Aufgabenstellung.
Ermitteln Sie, wie viele Zeilen der folgenden Liste die Zeichenfolge „aircraft“ enthalten. Nennen Sie ausschließlich die Anzahl.

Übungsdaten.
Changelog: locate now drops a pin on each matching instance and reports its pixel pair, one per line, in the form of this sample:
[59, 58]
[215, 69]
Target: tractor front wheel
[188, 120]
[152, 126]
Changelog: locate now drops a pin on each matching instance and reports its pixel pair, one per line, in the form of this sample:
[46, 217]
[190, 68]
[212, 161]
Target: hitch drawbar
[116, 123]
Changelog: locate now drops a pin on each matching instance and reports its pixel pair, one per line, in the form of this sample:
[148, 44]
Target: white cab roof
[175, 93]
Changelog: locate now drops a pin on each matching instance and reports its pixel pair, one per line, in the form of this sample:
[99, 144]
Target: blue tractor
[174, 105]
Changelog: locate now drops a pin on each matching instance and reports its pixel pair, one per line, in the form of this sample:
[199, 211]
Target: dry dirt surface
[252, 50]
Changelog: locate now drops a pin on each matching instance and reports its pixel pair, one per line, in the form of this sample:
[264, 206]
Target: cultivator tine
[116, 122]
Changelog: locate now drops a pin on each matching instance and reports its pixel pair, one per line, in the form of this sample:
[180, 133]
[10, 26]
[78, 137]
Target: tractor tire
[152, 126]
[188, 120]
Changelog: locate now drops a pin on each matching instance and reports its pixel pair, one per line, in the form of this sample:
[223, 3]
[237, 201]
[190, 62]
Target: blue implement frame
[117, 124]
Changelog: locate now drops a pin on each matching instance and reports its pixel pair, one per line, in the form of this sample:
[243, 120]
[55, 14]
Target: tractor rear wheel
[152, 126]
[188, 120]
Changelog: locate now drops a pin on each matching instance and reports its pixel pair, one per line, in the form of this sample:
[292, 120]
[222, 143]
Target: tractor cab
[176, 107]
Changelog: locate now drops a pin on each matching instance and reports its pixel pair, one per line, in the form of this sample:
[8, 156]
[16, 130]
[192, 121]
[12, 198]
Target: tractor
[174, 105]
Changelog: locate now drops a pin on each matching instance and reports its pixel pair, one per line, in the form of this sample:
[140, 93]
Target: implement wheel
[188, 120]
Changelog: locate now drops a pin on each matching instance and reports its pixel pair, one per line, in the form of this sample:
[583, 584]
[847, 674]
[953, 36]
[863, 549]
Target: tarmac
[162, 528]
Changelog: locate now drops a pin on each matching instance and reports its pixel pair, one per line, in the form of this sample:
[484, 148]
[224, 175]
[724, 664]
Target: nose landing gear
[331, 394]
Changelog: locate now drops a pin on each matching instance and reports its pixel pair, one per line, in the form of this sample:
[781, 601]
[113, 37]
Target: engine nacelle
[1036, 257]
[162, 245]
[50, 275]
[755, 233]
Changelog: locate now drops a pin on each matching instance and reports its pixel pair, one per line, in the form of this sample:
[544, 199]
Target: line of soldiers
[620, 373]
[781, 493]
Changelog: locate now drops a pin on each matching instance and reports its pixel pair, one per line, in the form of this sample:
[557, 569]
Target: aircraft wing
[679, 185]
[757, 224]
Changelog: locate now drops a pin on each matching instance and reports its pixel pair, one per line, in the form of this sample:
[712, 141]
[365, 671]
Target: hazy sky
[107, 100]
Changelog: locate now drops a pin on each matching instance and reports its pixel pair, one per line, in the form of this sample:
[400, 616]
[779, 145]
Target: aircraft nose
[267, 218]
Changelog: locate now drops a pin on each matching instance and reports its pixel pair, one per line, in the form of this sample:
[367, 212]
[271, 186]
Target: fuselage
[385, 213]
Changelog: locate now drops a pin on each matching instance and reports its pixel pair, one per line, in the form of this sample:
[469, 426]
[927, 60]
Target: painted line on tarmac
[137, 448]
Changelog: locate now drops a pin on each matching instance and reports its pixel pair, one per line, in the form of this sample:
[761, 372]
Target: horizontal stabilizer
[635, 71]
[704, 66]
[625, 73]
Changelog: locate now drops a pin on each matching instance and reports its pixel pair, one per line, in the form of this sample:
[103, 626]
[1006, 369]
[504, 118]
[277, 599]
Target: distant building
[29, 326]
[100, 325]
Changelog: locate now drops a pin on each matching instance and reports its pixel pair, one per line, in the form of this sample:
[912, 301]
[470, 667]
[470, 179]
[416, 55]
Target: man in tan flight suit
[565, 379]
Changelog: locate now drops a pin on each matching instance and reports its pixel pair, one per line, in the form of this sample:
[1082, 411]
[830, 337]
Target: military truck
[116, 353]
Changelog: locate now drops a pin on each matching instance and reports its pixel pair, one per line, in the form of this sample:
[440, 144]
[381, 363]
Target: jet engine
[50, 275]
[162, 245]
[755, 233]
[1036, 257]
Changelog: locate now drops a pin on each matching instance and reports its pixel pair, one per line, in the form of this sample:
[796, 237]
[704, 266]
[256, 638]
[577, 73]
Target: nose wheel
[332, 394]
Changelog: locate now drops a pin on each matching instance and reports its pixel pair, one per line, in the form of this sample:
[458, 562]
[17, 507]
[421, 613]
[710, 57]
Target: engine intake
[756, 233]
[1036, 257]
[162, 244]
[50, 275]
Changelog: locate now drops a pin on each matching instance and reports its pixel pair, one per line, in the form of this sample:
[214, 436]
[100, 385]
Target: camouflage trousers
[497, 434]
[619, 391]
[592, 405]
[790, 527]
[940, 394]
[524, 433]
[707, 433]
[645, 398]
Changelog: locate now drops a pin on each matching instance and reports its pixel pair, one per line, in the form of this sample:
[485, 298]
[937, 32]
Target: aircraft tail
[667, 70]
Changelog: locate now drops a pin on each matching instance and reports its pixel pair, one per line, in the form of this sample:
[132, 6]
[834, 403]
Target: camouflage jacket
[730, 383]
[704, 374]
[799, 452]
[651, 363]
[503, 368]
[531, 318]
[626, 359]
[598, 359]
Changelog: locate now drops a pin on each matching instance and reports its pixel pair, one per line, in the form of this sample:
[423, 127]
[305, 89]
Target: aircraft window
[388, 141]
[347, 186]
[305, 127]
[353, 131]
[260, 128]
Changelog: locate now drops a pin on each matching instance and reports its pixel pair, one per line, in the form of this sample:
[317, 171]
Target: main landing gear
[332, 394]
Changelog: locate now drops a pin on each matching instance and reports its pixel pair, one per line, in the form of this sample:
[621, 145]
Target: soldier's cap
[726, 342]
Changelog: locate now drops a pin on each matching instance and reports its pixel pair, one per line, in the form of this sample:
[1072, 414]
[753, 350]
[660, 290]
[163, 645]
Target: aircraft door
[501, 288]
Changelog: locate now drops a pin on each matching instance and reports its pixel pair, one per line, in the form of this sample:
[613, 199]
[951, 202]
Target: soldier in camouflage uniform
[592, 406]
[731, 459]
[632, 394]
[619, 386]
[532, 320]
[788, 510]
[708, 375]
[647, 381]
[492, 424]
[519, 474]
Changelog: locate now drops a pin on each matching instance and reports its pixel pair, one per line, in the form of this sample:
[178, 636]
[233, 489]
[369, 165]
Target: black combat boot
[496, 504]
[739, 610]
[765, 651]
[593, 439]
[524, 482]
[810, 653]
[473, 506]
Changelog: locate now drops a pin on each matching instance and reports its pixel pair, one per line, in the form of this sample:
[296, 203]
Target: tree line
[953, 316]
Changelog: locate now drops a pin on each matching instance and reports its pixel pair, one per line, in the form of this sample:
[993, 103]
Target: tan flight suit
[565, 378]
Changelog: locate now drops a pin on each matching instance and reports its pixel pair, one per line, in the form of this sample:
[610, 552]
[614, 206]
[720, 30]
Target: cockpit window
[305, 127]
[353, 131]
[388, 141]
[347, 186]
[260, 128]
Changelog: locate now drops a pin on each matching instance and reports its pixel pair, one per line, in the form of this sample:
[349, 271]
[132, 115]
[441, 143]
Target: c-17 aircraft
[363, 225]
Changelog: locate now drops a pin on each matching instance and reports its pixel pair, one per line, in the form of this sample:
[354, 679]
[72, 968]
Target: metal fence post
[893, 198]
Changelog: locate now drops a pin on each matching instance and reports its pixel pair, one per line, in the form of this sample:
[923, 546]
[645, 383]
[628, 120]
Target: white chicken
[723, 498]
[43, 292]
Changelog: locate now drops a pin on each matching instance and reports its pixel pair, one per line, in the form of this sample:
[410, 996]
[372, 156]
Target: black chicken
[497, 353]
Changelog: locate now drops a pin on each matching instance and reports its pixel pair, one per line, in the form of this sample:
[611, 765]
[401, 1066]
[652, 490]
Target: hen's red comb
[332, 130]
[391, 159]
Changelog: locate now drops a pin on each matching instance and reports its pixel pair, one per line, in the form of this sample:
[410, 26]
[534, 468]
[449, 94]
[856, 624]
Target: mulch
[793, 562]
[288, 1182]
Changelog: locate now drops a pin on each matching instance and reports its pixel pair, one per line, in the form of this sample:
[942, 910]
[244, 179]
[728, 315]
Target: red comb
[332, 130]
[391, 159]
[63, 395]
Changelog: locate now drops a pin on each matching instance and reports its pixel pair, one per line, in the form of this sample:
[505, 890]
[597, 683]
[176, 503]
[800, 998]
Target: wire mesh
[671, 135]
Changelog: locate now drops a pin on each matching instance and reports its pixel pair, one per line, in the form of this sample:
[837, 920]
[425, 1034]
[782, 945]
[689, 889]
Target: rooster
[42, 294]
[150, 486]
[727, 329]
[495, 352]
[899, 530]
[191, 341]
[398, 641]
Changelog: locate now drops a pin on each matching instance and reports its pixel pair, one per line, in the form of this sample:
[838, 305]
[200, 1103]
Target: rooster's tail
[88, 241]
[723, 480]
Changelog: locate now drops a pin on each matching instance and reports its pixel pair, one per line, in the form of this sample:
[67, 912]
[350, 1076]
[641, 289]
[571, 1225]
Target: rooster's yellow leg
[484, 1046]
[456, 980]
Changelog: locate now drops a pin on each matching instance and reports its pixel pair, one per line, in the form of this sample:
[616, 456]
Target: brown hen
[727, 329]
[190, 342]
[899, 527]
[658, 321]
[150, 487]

Vollständige Antwort.
6